Asian Health Alliance (AHA) was launched in 2010 to meet the growing need for good quality and affordable diagnostic services in smaller towns. It operates in north Karnataka under its brand Asian Health Meter (AHM).

"AHA provides diagnostic services in communities where most households earn less than Rs15,000 a month. Access to these cheap services reduces the total cost of treatment to patients, allows for critical conditions to be detected earlier and more accurately," says Ajit Mahadevan, India Country Director of global impact fund Acumen, which invested $670, 000 in the company in 2013.

◆ **ENTRIES SHOWN**
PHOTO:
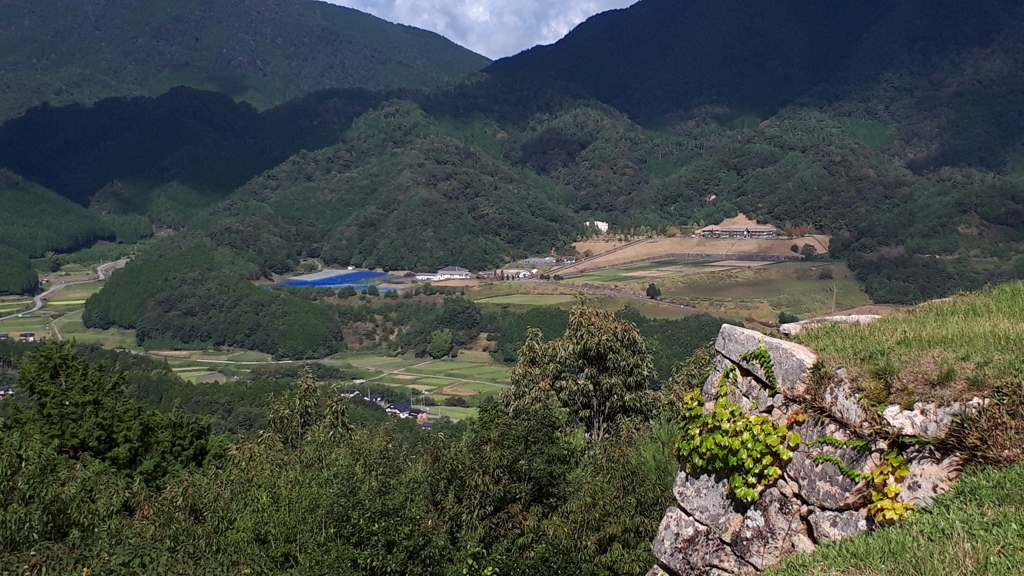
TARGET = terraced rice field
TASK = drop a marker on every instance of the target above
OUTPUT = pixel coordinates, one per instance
(529, 299)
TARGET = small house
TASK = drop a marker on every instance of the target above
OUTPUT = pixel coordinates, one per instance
(517, 272)
(454, 273)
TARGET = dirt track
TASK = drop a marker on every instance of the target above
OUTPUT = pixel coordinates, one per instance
(779, 248)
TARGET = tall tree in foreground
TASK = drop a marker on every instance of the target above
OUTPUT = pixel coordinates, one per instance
(598, 371)
(79, 409)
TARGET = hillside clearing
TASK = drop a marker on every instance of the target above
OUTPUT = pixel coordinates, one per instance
(945, 350)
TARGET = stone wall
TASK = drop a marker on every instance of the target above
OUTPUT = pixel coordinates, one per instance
(712, 533)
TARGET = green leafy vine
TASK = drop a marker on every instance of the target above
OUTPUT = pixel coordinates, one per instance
(887, 484)
(762, 358)
(886, 480)
(749, 448)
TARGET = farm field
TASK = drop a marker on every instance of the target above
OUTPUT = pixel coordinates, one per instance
(529, 299)
(76, 292)
(645, 273)
(12, 306)
(70, 326)
(453, 412)
(472, 376)
(684, 245)
(39, 325)
(806, 289)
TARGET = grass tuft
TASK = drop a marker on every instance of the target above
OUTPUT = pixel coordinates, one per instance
(976, 529)
(943, 351)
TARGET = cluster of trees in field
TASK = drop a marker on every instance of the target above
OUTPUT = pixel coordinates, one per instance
(921, 200)
(530, 486)
(200, 297)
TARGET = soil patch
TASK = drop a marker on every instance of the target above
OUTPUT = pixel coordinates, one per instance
(171, 354)
(456, 391)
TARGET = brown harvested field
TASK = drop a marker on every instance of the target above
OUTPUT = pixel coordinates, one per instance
(456, 391)
(738, 263)
(682, 245)
(171, 354)
(596, 247)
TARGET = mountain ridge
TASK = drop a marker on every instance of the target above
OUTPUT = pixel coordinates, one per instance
(264, 52)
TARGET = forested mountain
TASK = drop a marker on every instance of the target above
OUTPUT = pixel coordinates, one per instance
(891, 126)
(35, 220)
(398, 193)
(170, 156)
(262, 51)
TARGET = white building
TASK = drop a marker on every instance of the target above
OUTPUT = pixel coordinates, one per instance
(450, 273)
(516, 272)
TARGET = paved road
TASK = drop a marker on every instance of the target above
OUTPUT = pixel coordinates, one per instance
(102, 272)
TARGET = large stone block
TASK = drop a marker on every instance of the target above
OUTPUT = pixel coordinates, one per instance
(928, 419)
(772, 529)
(824, 485)
(791, 362)
(930, 476)
(842, 401)
(706, 498)
(836, 526)
(686, 547)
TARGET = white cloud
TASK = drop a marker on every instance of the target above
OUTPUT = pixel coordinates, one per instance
(492, 28)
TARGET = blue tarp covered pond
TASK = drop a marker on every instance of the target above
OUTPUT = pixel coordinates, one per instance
(335, 279)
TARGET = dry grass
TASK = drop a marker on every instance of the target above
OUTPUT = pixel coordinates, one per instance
(949, 350)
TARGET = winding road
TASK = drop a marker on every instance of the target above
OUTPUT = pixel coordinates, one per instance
(102, 273)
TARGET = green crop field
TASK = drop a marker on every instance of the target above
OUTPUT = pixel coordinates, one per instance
(36, 324)
(76, 291)
(529, 299)
(71, 327)
(623, 275)
(452, 411)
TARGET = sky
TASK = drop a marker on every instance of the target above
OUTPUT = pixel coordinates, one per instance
(493, 28)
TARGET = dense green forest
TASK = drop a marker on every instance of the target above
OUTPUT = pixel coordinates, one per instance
(397, 193)
(518, 490)
(68, 51)
(201, 296)
(170, 156)
(913, 172)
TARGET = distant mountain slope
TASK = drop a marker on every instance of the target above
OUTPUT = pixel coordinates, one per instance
(35, 220)
(171, 155)
(264, 51)
(397, 193)
(663, 57)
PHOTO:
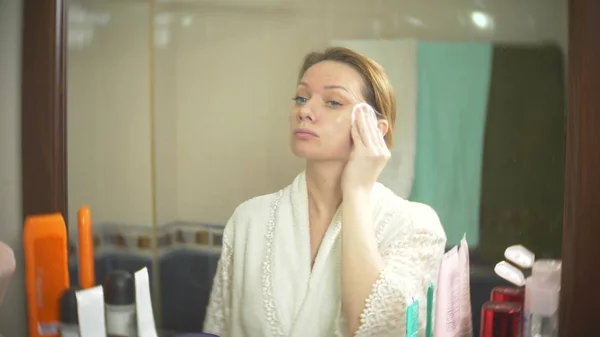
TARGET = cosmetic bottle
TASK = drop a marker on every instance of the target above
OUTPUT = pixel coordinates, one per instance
(508, 294)
(501, 319)
(542, 292)
(119, 300)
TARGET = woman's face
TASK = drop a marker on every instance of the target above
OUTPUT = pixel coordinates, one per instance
(321, 116)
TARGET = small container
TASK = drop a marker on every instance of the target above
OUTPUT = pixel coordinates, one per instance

◆ **YOUR OBJECTIVE**
From the text about Asian Health Alliance, list every company, fund, or brand it names, with any short form it gives.

◆ **EXERCISE RESULT**
- Asian Health Alliance (AHA)
- Asian Health Meter (AHM)
- Acumen